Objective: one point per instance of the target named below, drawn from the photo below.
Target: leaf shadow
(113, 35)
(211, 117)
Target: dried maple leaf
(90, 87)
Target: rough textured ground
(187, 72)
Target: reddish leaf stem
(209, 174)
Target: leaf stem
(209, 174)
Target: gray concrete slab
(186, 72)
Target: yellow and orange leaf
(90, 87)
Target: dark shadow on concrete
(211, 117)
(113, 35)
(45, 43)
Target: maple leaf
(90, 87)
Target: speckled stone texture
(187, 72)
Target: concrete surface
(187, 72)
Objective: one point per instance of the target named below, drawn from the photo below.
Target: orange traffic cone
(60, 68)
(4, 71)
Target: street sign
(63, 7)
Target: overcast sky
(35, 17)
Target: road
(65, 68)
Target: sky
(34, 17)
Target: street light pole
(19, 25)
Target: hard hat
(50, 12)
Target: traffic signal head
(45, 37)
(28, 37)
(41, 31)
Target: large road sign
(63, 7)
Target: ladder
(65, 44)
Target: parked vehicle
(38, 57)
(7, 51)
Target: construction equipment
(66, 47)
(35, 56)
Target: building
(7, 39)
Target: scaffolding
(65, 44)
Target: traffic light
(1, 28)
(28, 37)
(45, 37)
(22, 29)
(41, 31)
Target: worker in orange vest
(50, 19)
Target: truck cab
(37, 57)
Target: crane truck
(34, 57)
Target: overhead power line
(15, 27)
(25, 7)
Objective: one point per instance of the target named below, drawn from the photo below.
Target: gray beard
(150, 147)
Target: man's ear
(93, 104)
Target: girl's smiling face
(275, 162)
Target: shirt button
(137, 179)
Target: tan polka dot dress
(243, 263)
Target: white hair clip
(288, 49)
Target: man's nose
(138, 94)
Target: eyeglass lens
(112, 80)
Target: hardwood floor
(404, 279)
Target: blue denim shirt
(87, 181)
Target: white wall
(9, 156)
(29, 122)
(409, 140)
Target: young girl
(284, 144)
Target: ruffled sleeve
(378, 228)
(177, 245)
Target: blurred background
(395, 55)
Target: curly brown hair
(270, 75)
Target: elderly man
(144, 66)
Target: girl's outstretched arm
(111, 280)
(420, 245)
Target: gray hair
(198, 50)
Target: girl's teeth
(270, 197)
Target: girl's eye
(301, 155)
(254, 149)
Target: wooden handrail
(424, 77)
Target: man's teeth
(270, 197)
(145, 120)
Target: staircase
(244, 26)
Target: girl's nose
• • •
→ **INSTRUCTIONS FOR THE TASK**
Above are some records. Print them all exactly.

→ **RESULT FOR THIS TASK**
Objective: one point per instance of the target named below, drawn from the photo below.
Target: leaf shadow
(113, 35)
(211, 117)
Target: dried maple leaf
(90, 87)
Target: rough textured ground
(187, 72)
Target: reddish leaf stem
(209, 174)
Target: leaf stem
(209, 174)
Target: gray concrete slab
(186, 72)
Target: yellow and orange leaf
(90, 87)
Target: dark shadow on concrete
(211, 117)
(113, 35)
(45, 43)
Target: maple leaf
(90, 87)
Target: speckled stone texture
(187, 72)
Target: concrete surface
(187, 72)
Objective: one point per instance of the target named below, drawn from the photo below.
Target: orange traffic cone
(60, 68)
(4, 71)
Target: street sign
(63, 7)
Target: overcast sky
(35, 17)
Target: road
(65, 68)
Target: sky
(34, 17)
Target: street light pole
(19, 25)
Target: hard hat
(50, 12)
Target: traffic signal head
(45, 37)
(28, 37)
(41, 31)
Target: large road sign
(63, 7)
Target: ladder
(65, 44)
Target: parked vehicle
(38, 57)
(7, 51)
Target: construction equipment
(66, 47)
(35, 56)
Target: building
(7, 39)
Target: scaffolding
(65, 44)
Target: traffic light
(1, 28)
(28, 37)
(45, 37)
(22, 29)
(41, 31)
Target: worker in orange vest
(50, 19)
Target: truck cab
(37, 57)
Target: crane truck
(34, 57)
Target: overhead power line
(15, 27)
(25, 7)
Objective: one point per instance of the target named below, drawn from the photo below.
Target: gray beard
(150, 147)
Target: man's ear
(93, 104)
Target: girl's smiling face
(275, 162)
Target: shirt button
(137, 179)
Target: tan polka dot dress
(243, 263)
Target: white hair clip
(288, 49)
Target: man's nose
(138, 94)
Target: eyeglass lens
(112, 80)
Target: hardwood floor
(404, 279)
Target: blue denim shirt
(87, 181)
Target: white wall
(9, 156)
(29, 122)
(409, 140)
Target: young girl
(284, 144)
Target: ruffled sleeve
(378, 228)
(177, 245)
Target: blurred background
(395, 55)
Target: curly brown hair
(270, 75)
Target: elderly man
(144, 66)
Target: girl's outstretched arm
(111, 280)
(420, 245)
Target: gray hair
(198, 50)
Target: girl's teeth
(270, 197)
Target: girl's eye
(301, 155)
(254, 149)
Target: wooden handrail
(424, 77)
Target: man's teeth
(270, 197)
(145, 120)
Target: staircase
(244, 26)
Target: girl's nose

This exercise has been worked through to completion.